| Required task |
Present all the material below as a Markdown table with the columns Row and Line, numbering each line in order and leaving out any blank lines.

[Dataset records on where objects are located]
====
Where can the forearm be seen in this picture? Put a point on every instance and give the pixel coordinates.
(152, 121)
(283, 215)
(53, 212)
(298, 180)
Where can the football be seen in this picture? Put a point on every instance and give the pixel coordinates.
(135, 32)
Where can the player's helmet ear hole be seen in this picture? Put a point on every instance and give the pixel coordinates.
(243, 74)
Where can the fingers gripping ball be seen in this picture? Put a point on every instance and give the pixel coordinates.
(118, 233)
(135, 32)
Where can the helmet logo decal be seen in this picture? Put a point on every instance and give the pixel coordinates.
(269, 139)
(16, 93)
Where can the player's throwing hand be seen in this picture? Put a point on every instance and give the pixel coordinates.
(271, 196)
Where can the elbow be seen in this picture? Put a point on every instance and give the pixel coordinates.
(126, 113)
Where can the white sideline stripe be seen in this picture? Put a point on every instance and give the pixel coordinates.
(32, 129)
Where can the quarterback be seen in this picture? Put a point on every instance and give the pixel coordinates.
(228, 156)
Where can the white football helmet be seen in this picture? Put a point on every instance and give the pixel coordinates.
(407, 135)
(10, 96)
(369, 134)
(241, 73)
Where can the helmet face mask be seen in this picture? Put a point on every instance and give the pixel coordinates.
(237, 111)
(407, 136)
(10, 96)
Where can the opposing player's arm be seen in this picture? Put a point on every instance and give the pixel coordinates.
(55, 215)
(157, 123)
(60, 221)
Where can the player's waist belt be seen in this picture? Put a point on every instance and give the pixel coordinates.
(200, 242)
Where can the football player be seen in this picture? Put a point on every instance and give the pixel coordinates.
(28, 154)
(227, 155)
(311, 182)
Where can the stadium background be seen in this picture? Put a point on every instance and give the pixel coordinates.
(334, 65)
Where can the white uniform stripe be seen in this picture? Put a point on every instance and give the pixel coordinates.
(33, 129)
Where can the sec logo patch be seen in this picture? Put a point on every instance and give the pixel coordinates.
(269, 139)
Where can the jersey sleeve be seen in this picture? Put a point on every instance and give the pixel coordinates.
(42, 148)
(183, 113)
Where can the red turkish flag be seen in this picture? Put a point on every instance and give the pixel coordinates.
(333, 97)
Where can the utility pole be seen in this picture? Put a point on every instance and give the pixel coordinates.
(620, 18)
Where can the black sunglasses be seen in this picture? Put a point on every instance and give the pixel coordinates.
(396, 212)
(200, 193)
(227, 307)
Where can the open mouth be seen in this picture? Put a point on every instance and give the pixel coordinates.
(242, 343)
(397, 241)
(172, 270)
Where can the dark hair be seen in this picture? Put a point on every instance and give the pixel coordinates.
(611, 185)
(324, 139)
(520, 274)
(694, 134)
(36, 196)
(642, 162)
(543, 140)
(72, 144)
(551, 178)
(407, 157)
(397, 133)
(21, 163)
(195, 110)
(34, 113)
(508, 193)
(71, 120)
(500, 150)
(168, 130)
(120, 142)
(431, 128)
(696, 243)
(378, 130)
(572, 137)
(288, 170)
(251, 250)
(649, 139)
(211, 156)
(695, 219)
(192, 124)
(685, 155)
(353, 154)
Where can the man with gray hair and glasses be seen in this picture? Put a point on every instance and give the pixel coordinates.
====
| Task response |
| Row | Line |
|---|---|
| 1 | Where can the forearm be seen in this picture? Put a point on every instance and give the pixel coordinates. |
| 2 | (152, 121) |
| 3 | (283, 215) |
| 4 | (53, 212) |
| 5 | (298, 180) |
| 6 | Where can the football be seen in this picture? Put a point on every instance and give the pixel coordinates. |
| 7 | (135, 32) |
| 8 | Where can the player's helmet ear hole be seen in this picture? Put a point on every instance and give the pixel coordinates. |
| 9 | (243, 74) |
| 10 | Where can the fingers gripping ball be seen in this picture? Put a point on every instance and give the pixel coordinates. |
| 11 | (118, 233) |
| 12 | (135, 32) |
| 13 | Where can the helmet logo decal be seen in this picture? Put a point on every instance and give the pixel coordinates. |
| 14 | (269, 139) |
| 15 | (16, 93) |
| 16 | Where can the player's throwing hand be seen in this picture? Put a point on every instance and give the pixel coordinates. |
| 17 | (271, 196) |
| 18 | Where can the elbow be seen in this picture? Put a point on every instance and give the pixel coordinates. |
| 19 | (126, 113) |
| 20 | Where can the white sideline stripe be seen in this picture? Put a point on every instance and give the pixel coordinates. |
| 21 | (32, 129) |
| 22 | Where can the quarterback be seen in this picture? Put a point on every instance and give the pixel coordinates. |
| 23 | (228, 156) |
| 24 | Where can the white football helmet be seen in this picture? Put a point on every instance and give the pixel coordinates. |
| 25 | (407, 135) |
| 26 | (10, 96) |
| 27 | (369, 134) |
| 28 | (241, 73) |
| 29 | Where can the helmet face mask be seen in this picture? Put a point on every instance and give the pixel coordinates. |
| 30 | (237, 111) |
| 31 | (407, 136) |
| 32 | (10, 96) |
| 33 | Where can the opposing player's arm be seen in this picture? Put a point on every instance and give the pixel coordinates. |
| 34 | (55, 215) |
| 35 | (157, 123) |
| 36 | (60, 221) |
| 37 | Where can the player's waist belt be seen in this picture? Put a point on every instance and give the pixel coordinates. |
| 38 | (200, 242) |
| 39 | Where can the football player be seen in this picture? Put a point on every instance and give the pixel coordinates. |
| 40 | (28, 154) |
| 41 | (227, 155) |
| 42 | (311, 182) |
| 43 | Where can the stadium background be seen in this picture? Put a point on every instance and give the pixel coordinates. |
| 44 | (334, 65) |
| 45 | Where can the white uniform stripe be seen in this picture? Put a point on every instance and give the pixel coordinates. |
| 46 | (33, 129) |
| 47 | Where can the sec logo patch be seen in this picture? Put a point on every instance and give the pixel coordinates. |
| 48 | (269, 139) |
| 49 | Where can the jersey sleeve be seen in this picture? Put a point on every instance and give the pixel coordinates. |
| 50 | (42, 148) |
| 51 | (183, 113) |
| 52 | Where can the red turkish flag be seen in this picture? Put a point on every instance and give the pixel coordinates. |
| 53 | (333, 97) |
| 54 | Where can the utility pole be seen in this picture? Put a point on every instance and give the pixel coordinates. |
| 55 | (620, 18) |
| 56 | Where can the black sunglasses be seen in this picture? Put a point on every instance and give the pixel coordinates. |
| 57 | (396, 212) |
| 58 | (200, 193) |
| 59 | (227, 307) |
| 60 | Where can the open mouth be seen in this picture? Put a point on every instance and give the pixel coordinates. |
| 61 | (242, 343) |
| 62 | (397, 241) |
| 63 | (172, 270) |
| 64 | Where can the dark hair be seen in this picture? Put a point on every instance and give the pixel coordinates. |
| 65 | (611, 185) |
| 66 | (324, 139) |
| 67 | (520, 274) |
| 68 | (694, 134) |
| 69 | (36, 196) |
| 70 | (642, 162) |
| 71 | (543, 140) |
| 72 | (72, 144) |
| 73 | (551, 178) |
| 74 | (407, 157) |
| 75 | (397, 133) |
| 76 | (21, 163) |
| 77 | (195, 110) |
| 78 | (34, 113) |
| 79 | (508, 193) |
| 80 | (71, 120) |
| 81 | (500, 150) |
| 82 | (168, 130) |
| 83 | (120, 142) |
| 84 | (431, 128) |
| 85 | (696, 243) |
| 86 | (378, 130) |
| 87 | (572, 137) |
| 88 | (288, 170) |
| 89 | (251, 250) |
| 90 | (649, 139) |
| 91 | (211, 156) |
| 92 | (695, 219) |
| 93 | (192, 124) |
| 94 | (685, 155) |
| 95 | (353, 154) |
| 96 | Where can the man with gray hair and glasses be seen in this picture? Put a point on every instance and give the pixel coordinates. |